# Stated problem
In the part of the listing that opens with the line containing "Identify the position of each instance of the red jacket" and closes with the line containing "[(92, 512)]", rename "stadium" to "arena" and change nothing else. Return only those lines.
# start of Data rows
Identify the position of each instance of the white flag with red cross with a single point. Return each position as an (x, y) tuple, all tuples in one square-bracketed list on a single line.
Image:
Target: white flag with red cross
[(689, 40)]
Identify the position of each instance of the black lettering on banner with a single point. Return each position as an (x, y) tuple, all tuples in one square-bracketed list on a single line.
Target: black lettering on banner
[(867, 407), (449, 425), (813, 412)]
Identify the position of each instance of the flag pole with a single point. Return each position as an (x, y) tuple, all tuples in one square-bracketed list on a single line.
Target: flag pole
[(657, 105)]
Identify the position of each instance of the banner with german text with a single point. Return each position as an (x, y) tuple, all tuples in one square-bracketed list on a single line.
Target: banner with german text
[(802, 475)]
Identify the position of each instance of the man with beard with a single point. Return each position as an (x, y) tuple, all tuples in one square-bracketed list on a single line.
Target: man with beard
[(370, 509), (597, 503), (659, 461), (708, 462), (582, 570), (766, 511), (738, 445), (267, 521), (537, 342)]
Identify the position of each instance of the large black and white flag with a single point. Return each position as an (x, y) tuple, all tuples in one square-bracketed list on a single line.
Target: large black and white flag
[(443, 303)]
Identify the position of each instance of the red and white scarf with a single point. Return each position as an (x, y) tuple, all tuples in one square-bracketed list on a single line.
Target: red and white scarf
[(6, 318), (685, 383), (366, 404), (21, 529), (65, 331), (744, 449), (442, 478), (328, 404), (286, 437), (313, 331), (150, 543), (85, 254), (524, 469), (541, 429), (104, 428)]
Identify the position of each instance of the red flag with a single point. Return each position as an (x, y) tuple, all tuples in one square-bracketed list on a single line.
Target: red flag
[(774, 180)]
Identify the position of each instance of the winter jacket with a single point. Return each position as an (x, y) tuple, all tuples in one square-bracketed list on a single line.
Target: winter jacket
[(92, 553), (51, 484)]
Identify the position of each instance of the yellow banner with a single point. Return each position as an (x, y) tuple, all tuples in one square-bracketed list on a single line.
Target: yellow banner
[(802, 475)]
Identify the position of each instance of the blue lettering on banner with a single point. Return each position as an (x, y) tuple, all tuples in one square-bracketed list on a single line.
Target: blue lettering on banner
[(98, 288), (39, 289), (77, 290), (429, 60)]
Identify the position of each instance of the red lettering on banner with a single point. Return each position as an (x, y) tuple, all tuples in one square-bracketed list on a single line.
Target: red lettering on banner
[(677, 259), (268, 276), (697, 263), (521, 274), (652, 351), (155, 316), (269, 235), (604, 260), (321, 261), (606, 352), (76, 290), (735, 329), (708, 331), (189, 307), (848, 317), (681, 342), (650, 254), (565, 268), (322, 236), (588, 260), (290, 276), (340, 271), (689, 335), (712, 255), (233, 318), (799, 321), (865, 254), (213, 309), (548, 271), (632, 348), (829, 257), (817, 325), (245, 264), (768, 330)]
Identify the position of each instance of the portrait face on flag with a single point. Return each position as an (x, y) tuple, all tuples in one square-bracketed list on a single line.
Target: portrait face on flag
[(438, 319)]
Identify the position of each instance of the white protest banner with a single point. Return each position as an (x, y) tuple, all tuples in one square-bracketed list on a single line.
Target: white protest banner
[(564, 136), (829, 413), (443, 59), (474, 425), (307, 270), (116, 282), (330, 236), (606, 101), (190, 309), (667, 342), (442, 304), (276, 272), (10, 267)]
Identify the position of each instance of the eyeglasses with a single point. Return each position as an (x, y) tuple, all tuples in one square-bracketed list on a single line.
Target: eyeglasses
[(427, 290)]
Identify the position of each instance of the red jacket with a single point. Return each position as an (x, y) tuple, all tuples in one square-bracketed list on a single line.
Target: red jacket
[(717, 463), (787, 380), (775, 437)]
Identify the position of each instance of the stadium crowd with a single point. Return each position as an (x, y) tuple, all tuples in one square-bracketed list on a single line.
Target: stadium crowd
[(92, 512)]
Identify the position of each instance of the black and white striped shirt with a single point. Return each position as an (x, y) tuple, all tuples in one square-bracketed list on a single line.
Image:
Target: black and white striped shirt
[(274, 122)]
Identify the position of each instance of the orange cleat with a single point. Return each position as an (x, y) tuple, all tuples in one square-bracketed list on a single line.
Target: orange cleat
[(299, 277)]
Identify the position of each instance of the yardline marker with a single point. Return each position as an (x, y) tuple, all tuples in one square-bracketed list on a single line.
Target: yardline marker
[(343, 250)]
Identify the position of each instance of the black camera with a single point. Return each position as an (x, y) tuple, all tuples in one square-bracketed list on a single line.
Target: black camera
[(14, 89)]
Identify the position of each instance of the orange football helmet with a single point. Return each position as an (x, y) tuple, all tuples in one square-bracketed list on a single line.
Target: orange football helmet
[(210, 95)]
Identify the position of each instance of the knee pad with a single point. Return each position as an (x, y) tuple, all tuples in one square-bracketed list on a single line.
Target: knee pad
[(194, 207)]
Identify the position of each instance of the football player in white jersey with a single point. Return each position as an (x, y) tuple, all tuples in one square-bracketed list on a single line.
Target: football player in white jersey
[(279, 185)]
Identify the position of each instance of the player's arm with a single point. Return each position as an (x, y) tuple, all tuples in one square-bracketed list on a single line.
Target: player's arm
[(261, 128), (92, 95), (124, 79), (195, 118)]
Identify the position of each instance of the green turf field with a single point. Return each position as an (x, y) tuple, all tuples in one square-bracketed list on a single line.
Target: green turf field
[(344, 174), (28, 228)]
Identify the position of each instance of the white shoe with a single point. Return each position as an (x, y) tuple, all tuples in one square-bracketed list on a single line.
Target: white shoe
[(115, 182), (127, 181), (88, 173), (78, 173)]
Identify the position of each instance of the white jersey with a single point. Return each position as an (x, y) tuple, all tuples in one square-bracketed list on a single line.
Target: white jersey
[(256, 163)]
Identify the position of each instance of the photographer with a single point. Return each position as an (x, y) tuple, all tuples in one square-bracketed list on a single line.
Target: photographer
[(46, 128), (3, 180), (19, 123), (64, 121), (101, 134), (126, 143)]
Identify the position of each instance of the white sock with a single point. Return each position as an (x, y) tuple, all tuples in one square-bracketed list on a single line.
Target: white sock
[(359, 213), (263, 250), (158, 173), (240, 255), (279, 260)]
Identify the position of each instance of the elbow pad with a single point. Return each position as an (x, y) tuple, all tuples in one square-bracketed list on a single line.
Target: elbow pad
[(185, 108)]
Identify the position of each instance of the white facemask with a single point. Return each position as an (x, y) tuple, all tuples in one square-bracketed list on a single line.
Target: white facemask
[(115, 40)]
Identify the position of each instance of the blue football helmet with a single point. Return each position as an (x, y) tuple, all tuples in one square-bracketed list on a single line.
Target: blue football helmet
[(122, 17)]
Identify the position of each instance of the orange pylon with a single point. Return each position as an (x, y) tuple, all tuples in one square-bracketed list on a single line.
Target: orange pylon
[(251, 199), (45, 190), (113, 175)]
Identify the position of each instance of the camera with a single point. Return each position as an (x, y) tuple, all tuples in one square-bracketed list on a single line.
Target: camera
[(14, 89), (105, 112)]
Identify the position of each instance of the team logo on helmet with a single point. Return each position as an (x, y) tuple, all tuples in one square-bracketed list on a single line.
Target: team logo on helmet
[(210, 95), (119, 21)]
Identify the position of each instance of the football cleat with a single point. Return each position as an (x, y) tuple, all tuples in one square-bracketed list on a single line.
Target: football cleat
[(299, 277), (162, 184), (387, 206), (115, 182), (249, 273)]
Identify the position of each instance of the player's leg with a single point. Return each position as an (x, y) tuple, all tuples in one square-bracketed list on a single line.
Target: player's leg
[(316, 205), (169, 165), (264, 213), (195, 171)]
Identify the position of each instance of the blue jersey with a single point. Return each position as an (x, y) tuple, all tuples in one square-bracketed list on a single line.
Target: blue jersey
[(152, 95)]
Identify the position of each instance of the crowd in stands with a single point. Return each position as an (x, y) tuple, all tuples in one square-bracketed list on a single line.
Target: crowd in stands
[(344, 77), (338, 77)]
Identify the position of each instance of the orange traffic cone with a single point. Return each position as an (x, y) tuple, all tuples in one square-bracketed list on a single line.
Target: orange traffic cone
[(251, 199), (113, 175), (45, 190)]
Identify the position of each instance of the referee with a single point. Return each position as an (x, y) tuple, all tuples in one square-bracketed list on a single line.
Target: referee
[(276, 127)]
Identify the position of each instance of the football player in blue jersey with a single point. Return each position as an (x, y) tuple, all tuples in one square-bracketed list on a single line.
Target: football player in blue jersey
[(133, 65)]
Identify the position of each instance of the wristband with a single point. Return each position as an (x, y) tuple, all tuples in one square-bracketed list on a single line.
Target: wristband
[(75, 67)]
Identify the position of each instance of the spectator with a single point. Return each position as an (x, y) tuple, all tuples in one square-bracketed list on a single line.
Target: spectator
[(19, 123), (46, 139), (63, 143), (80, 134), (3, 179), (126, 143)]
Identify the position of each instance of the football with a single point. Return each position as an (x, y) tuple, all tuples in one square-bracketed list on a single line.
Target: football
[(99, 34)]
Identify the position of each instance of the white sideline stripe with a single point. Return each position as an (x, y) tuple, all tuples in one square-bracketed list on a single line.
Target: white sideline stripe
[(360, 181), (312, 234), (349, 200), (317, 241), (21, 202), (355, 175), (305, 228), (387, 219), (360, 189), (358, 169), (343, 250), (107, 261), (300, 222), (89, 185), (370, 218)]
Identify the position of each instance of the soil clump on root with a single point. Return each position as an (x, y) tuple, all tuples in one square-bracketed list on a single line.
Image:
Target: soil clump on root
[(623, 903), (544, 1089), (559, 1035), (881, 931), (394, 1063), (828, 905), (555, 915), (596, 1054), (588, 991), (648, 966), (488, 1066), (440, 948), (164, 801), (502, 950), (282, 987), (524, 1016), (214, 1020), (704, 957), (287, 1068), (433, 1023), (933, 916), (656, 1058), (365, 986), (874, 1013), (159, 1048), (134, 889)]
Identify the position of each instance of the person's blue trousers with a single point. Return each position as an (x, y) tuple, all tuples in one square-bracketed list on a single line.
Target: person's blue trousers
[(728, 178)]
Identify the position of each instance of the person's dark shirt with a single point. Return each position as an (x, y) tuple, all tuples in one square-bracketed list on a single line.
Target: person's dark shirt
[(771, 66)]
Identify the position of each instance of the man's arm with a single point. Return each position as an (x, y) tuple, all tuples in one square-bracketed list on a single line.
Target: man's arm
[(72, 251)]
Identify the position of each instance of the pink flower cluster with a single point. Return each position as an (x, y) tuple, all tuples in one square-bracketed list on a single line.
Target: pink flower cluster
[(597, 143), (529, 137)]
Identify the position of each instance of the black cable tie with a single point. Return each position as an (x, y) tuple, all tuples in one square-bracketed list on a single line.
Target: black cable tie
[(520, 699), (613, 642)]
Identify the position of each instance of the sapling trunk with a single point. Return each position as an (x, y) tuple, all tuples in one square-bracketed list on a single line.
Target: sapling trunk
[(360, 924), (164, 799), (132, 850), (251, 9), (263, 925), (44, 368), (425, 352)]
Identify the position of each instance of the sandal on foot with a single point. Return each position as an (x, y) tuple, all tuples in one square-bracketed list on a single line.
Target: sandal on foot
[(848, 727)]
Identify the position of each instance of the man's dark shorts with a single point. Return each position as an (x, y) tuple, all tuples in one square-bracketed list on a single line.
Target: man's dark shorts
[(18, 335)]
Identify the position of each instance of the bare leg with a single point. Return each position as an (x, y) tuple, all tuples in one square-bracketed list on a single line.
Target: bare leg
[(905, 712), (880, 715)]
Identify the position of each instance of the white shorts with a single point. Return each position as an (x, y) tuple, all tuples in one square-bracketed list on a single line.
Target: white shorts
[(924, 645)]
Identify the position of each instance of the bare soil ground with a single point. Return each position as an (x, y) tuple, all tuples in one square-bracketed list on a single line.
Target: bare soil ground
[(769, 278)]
# end of Data rows
# Output for this task
Identify the position of each instance of the red jacket with a single point. Return each position as an (x, y) tuple, all tuples in one square-bracketed list on a single line.
Target: red jacket
[(717, 463), (787, 380), (775, 437)]
Identify the position of each instance of the arena crowd with a single point. Return each position as an (x, y) tuple, all tuples in one square-bracketed list on a single line.
Target: arena crowd
[(92, 512)]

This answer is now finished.